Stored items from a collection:
···

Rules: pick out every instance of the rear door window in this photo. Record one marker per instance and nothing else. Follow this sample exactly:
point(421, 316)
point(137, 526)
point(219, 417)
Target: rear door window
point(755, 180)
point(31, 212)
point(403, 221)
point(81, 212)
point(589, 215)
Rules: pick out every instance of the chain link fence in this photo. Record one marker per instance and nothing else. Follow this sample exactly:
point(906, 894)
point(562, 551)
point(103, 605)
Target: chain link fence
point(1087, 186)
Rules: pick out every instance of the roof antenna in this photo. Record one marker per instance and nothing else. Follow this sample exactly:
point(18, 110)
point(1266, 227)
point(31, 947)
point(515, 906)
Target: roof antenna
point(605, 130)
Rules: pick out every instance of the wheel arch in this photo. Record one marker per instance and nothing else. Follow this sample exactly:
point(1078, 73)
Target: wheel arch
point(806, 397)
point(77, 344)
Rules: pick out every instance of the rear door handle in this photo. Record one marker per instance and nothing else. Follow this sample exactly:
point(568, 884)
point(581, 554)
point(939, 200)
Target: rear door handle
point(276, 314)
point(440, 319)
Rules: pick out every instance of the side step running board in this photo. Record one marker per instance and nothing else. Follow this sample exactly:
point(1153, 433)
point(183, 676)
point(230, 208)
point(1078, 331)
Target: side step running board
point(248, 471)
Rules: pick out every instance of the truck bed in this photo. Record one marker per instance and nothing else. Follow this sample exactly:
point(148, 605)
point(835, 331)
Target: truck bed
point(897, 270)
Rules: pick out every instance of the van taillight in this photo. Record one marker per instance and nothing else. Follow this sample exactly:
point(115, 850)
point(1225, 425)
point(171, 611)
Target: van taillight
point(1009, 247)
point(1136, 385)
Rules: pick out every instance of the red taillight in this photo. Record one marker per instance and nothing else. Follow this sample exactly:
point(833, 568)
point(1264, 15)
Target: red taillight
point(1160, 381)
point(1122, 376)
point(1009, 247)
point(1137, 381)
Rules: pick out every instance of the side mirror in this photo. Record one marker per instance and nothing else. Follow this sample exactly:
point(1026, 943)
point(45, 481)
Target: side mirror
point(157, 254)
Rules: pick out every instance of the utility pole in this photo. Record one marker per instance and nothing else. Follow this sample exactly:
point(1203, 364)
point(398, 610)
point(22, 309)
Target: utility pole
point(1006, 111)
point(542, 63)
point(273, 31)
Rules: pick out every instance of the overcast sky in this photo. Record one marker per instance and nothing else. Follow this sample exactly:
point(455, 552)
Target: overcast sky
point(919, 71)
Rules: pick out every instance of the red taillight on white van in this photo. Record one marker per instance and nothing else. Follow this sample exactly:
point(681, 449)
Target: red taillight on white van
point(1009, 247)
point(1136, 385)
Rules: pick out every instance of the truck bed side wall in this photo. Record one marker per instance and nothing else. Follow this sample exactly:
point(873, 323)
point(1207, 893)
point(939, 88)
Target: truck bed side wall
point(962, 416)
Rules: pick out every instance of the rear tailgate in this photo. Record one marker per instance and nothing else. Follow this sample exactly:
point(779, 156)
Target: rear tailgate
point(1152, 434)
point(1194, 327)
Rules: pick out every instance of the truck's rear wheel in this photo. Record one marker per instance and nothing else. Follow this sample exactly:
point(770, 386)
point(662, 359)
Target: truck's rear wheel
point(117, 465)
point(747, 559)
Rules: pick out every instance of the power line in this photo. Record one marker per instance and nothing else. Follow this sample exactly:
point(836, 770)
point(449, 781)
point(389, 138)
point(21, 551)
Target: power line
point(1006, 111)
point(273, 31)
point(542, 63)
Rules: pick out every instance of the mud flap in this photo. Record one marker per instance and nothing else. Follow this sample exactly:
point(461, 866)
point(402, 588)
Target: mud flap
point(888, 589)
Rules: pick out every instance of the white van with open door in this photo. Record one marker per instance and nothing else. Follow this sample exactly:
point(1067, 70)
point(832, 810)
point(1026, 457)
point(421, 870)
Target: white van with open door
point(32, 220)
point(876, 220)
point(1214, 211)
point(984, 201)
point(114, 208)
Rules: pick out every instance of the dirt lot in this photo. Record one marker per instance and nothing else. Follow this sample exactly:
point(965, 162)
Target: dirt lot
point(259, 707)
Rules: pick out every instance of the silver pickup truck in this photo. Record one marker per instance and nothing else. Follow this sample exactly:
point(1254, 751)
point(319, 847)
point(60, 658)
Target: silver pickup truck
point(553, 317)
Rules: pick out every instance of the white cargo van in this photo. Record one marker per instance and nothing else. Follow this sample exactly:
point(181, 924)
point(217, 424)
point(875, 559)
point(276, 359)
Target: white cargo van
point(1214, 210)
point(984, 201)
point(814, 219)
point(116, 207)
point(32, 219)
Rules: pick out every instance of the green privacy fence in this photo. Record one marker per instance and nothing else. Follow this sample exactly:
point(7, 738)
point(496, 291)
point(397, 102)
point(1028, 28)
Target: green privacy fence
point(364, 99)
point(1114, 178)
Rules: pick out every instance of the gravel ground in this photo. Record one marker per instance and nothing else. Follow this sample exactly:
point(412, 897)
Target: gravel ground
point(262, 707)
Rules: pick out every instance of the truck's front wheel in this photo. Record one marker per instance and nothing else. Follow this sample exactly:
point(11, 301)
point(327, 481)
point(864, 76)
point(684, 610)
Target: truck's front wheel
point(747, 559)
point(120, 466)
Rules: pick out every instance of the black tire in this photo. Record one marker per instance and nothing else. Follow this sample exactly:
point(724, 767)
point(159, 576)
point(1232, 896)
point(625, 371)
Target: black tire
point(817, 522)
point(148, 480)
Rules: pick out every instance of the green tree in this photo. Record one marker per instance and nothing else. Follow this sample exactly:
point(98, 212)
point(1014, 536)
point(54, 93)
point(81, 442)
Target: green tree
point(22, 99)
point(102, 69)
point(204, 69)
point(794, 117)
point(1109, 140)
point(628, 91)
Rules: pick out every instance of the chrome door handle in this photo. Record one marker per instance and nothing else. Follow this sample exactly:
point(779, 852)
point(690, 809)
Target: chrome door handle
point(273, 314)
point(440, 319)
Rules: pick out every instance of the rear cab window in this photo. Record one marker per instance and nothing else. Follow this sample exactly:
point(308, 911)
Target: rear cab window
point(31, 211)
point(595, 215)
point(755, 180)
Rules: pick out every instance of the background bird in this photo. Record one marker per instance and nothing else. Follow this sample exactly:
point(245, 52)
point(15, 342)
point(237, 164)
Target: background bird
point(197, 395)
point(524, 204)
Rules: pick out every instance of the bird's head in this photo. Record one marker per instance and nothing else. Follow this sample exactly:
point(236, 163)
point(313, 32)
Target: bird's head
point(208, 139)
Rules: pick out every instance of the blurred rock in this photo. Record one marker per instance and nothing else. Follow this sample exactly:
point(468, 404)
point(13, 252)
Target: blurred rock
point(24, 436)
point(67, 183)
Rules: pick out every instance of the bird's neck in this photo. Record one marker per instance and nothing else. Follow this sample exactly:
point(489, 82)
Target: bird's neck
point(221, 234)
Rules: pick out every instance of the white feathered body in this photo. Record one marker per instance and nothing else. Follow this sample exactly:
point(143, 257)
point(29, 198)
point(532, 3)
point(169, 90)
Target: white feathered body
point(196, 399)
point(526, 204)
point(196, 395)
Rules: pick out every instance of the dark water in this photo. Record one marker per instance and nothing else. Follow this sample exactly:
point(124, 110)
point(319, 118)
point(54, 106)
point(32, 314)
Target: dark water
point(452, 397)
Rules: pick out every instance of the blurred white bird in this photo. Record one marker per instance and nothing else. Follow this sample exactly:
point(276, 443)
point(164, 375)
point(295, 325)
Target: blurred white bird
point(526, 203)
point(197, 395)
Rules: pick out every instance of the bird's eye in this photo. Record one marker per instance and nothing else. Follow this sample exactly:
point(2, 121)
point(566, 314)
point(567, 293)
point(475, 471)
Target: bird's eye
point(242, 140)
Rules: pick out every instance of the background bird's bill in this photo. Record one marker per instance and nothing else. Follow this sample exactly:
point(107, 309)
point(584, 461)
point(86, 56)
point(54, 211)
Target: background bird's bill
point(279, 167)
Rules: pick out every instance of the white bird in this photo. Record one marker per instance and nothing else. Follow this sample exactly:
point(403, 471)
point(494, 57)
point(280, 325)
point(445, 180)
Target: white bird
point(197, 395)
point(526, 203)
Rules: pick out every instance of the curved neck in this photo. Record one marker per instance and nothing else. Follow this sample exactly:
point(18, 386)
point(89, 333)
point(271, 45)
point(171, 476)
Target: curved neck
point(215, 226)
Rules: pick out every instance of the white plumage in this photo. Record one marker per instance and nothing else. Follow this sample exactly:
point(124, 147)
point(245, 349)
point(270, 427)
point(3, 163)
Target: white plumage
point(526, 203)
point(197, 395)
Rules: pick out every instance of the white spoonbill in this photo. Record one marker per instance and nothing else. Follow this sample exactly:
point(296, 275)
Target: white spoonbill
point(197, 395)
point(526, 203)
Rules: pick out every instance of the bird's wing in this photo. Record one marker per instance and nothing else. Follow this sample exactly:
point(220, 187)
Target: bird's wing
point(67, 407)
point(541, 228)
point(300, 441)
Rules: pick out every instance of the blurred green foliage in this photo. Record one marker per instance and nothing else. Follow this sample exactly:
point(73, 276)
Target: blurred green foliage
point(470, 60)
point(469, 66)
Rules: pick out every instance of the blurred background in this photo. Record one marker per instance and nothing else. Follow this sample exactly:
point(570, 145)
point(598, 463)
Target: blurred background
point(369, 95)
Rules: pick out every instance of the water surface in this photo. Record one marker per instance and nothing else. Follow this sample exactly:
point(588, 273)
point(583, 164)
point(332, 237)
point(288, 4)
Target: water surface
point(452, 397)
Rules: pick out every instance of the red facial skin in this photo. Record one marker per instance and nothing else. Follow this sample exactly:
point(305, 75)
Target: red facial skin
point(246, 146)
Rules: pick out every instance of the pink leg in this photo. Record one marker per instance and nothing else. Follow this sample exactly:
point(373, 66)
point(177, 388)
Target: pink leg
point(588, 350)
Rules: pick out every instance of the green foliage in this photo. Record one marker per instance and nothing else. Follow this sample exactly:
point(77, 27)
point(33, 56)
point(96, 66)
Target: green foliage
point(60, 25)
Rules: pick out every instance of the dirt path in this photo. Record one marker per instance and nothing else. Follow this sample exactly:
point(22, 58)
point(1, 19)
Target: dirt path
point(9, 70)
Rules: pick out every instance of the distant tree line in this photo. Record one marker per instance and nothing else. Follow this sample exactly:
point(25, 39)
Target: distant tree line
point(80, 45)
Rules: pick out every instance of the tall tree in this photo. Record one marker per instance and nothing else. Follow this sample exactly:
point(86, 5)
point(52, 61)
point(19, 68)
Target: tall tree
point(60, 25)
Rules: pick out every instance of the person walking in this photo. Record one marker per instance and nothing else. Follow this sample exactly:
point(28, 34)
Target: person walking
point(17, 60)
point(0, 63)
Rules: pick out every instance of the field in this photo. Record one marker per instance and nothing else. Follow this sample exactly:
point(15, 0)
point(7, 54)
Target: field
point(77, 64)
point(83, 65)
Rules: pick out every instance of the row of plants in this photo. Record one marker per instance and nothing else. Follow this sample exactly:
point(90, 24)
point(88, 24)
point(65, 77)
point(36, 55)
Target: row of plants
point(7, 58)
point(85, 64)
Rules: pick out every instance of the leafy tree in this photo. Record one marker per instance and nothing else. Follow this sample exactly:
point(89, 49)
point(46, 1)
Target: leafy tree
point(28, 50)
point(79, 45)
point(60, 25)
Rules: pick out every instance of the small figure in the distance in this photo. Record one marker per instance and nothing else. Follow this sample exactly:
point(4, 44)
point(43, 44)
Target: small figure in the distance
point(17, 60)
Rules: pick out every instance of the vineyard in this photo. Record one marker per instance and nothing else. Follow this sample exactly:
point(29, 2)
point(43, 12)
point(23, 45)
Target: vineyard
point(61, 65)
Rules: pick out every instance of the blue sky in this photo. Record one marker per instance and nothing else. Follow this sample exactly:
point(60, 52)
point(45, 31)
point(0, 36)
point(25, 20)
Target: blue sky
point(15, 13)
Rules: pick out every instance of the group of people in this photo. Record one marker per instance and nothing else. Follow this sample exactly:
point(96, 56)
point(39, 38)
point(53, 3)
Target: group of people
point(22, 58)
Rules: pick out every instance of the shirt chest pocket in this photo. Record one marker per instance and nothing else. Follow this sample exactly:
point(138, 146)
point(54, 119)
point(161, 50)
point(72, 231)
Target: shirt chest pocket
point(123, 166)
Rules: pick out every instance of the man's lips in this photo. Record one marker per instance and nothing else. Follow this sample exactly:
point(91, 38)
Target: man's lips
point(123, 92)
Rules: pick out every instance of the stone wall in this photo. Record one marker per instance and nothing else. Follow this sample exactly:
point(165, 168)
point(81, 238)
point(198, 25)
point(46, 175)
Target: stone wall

···

Work to complete:
Reproduce, character for character, only the lines of the preceding data that start at the line with "Rules: pick out every instance of the curved" and end at the line with "point(296, 275)", both included.

Task response:
Rules: pick out every instance of the curved neck in this photo. Record one marker per instance and nothing else. Follow this sample exactly:
point(18, 386)
point(89, 333)
point(271, 45)
point(171, 476)
Target: curved neck
point(215, 226)
Rules: pick out every instance of the white plumage in this photo. Record one marker per instance and nothing else. Follow this sample exactly:
point(124, 147)
point(245, 349)
point(270, 427)
point(3, 163)
Target: white plumage
point(526, 203)
point(197, 395)
Rules: pick out every instance of the white spoonbill in this photo. Record one marker per instance and nothing else. Follow this sample exactly:
point(296, 275)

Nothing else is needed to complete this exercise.